### BREVE ESERCIZIO A
Individua nei record ogni riga che contiene la parola "white" e ricopiala.

### BRANO SCELTO
Onorevole Ministra Azzolina,
non è mia abitudine registrare dei messaggi, io sono abituata a scrivere. Da giorni sto buttando giù una bozza di lettera da indirizzarle, e ogni giorno questa bozza cambia, aggiungo dati, correggo il tono. In alcuni momenti ero più preoccupata e arrabbiata, in altri più formale. Alla fine mi sono resa conto che non c’è molto tempo per lasciarsi prendere né dalla collera né dalla retorica, e ho pensato dunque che fosse molto meglio farle arrivare dalla mia voce questo messaggio. La voce di una docente di filosofia in una scuola superiore privata parificata di Novara, di una mamma di un quindicenne che frequenta un liceo classico statale sempre a Novara, e anche di una persona che da sempre scrive su diverse testate nazionali, con una particolare attenzione ai temi della libertà, dell’eguaglianza, dei diritti delle donne ma in generale di tutti. Qualche tempo fa tra l’altro scrivevo anche per un inserto della Domenica del Sole che ora non c’è più, si chiamava Q, era concepito per i bambini e i ragazzi fino alle scuole superiori, e da quel momento ho imparato a conoscere meglio i loro gusti letterari, il loro mondo, le loro ansie e i loro sogni.
So che lei e il Governo state come tutti cercando delle soluzioni per gli Studenti, e state valutando come supportare la didattica a distanza. Dall’otto marzo io avevo già attivato Classroom, prima ancora che la mia scuola mi confermasse questa piattaforma.
È difficile cercare di rivolgerle un appello che comprenda tutti, davvero tutti gli studenti, diciamo fino ai maturandi. Non solo dunque i miei studenti, non solo gli studenti della scuola di mio figlio, non solo di Novara, ma di tutta Italia. Tuttavia, dalle tante testimonianze che sto leggendo, dal grande lavoro che Presidi, docenti e i ragazzi stessi stanno svolgendo specialmente nelle ultime due settimane, non credo che la mia situazione sia in fondo così diversa rispetto a quella di un docente di un'altra città italiana.

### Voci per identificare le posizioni
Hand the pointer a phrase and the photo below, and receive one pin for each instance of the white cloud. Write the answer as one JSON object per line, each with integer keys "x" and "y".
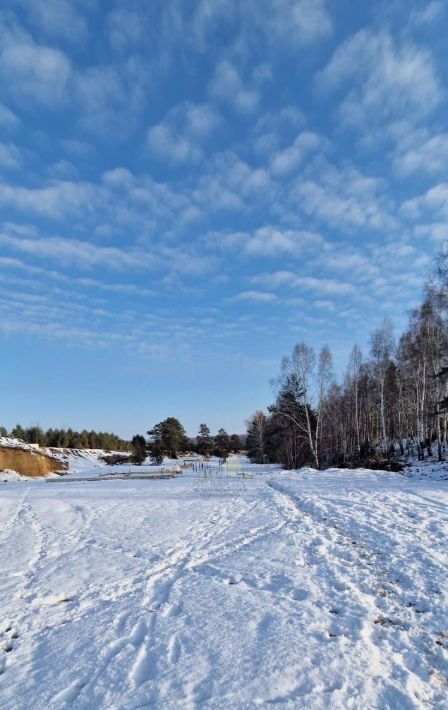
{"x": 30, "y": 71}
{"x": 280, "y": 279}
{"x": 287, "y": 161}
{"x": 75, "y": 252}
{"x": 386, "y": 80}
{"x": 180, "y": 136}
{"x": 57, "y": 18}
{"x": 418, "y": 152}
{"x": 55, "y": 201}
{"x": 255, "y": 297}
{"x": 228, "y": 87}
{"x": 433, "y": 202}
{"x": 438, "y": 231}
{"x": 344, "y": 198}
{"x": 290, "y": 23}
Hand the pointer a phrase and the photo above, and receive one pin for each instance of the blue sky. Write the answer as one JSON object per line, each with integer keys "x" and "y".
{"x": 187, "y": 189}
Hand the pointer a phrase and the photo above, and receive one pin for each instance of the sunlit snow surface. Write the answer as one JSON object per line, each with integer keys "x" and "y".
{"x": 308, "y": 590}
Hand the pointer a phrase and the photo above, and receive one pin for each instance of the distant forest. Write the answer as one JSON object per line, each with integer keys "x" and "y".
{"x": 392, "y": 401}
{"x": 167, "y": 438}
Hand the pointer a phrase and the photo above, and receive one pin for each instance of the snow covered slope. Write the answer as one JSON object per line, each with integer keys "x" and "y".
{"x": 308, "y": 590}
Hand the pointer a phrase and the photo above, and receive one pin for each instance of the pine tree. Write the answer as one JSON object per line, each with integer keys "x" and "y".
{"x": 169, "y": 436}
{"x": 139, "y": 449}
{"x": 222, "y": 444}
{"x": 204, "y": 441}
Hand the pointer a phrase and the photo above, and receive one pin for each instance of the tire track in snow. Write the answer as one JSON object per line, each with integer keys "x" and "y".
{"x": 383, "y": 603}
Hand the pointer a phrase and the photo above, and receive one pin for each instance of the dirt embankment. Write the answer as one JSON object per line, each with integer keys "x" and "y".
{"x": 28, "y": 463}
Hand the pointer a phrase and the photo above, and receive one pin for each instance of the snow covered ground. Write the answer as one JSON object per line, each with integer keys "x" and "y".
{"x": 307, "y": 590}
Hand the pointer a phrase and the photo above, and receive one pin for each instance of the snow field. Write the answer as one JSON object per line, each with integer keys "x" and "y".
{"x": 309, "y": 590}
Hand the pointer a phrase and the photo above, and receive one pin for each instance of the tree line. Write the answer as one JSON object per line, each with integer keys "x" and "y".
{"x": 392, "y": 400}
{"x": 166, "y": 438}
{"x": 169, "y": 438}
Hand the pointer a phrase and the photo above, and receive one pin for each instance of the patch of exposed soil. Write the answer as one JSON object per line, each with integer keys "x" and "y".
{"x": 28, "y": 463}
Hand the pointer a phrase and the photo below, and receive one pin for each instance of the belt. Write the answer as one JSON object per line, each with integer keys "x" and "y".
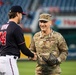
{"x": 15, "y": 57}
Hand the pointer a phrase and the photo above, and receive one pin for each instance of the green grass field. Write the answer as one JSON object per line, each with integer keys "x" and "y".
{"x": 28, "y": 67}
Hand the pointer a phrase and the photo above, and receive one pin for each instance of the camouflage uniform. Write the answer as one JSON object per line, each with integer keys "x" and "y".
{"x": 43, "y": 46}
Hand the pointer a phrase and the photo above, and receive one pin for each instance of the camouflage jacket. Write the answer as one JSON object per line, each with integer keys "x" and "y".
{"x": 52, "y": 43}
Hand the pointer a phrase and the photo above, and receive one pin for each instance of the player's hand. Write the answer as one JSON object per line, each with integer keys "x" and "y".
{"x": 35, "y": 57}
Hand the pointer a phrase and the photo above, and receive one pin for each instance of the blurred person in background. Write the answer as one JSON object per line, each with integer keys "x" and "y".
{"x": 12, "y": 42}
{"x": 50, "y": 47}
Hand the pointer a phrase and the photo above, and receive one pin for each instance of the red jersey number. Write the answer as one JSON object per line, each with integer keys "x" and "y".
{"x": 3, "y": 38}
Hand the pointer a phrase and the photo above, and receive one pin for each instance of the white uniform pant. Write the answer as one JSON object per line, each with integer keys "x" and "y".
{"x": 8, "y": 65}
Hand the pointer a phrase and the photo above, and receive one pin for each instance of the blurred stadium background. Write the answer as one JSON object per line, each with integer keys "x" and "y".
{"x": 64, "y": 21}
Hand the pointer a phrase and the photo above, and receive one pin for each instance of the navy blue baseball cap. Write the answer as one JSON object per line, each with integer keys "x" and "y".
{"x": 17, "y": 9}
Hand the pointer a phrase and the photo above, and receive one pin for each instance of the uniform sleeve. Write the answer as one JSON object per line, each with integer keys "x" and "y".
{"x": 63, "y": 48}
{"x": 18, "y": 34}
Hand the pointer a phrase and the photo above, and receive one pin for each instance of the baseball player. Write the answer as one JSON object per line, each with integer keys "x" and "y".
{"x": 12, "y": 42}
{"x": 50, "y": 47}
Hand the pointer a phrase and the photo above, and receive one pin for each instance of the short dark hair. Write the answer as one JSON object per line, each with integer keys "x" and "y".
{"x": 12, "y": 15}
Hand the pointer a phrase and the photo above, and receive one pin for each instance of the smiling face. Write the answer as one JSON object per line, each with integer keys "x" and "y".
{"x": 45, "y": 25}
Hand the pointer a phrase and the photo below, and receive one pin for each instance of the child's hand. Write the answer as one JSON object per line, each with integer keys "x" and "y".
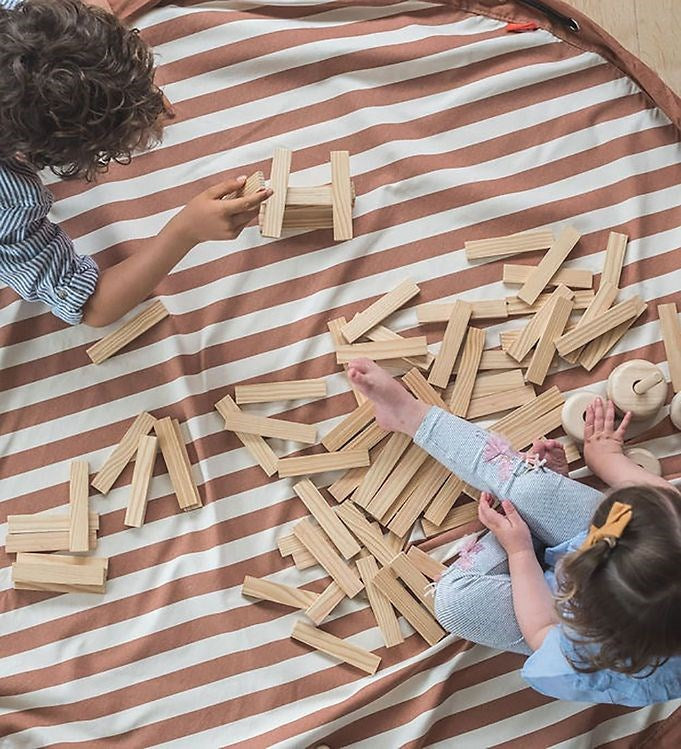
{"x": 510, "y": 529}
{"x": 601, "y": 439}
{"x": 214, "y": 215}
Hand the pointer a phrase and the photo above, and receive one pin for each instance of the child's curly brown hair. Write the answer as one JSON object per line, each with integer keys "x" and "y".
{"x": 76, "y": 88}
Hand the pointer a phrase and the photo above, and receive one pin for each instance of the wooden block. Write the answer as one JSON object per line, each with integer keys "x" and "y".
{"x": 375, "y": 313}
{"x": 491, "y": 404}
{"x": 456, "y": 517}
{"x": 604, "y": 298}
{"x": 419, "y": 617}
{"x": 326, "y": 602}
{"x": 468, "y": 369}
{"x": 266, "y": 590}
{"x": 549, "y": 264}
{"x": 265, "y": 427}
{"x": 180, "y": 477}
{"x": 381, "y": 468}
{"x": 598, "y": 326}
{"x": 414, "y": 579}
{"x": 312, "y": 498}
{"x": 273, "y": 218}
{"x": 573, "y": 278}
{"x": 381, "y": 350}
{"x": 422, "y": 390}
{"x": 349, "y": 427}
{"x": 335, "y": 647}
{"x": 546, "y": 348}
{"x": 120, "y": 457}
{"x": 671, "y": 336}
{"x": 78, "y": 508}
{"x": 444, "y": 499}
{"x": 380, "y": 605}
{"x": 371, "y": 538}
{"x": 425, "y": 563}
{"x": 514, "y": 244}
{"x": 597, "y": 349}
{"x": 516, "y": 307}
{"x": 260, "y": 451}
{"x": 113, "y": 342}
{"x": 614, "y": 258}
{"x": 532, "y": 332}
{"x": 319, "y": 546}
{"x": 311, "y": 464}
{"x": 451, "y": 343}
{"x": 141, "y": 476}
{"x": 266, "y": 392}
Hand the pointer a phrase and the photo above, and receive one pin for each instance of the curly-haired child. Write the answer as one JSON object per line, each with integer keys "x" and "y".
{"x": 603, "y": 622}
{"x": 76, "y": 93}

### BREVE ESERCIZIO B
Rispondi a queste domande sulla lettera alla ministra Azzolina:
(i) In quale città si trova la scuola dove insegna filosofia chi scrive?
(ii) Da quale giorno chi scrive aveva già attivato Classroom?
(iii) Come si chiamava l'inserto della Domenica del Sole per cui scriveva?

### RISULTATO DEL COMPITO A
Hand the pointer a phrase and the photo below, and receive one pin for each instance of the white cloud. Write the answer as one JSON object per line, each with integer keys "x" and "y".
Hand the pointer a phrase and the photo above, and receive one pin for each instance of the white uniform pant. Write the answer as one JSON object per line, each with integer keys "x" and "y".

### RISULTATO DEL COMPITO B
(i) Novara.
(ii) Dall'otto marzo.
(iii) Q.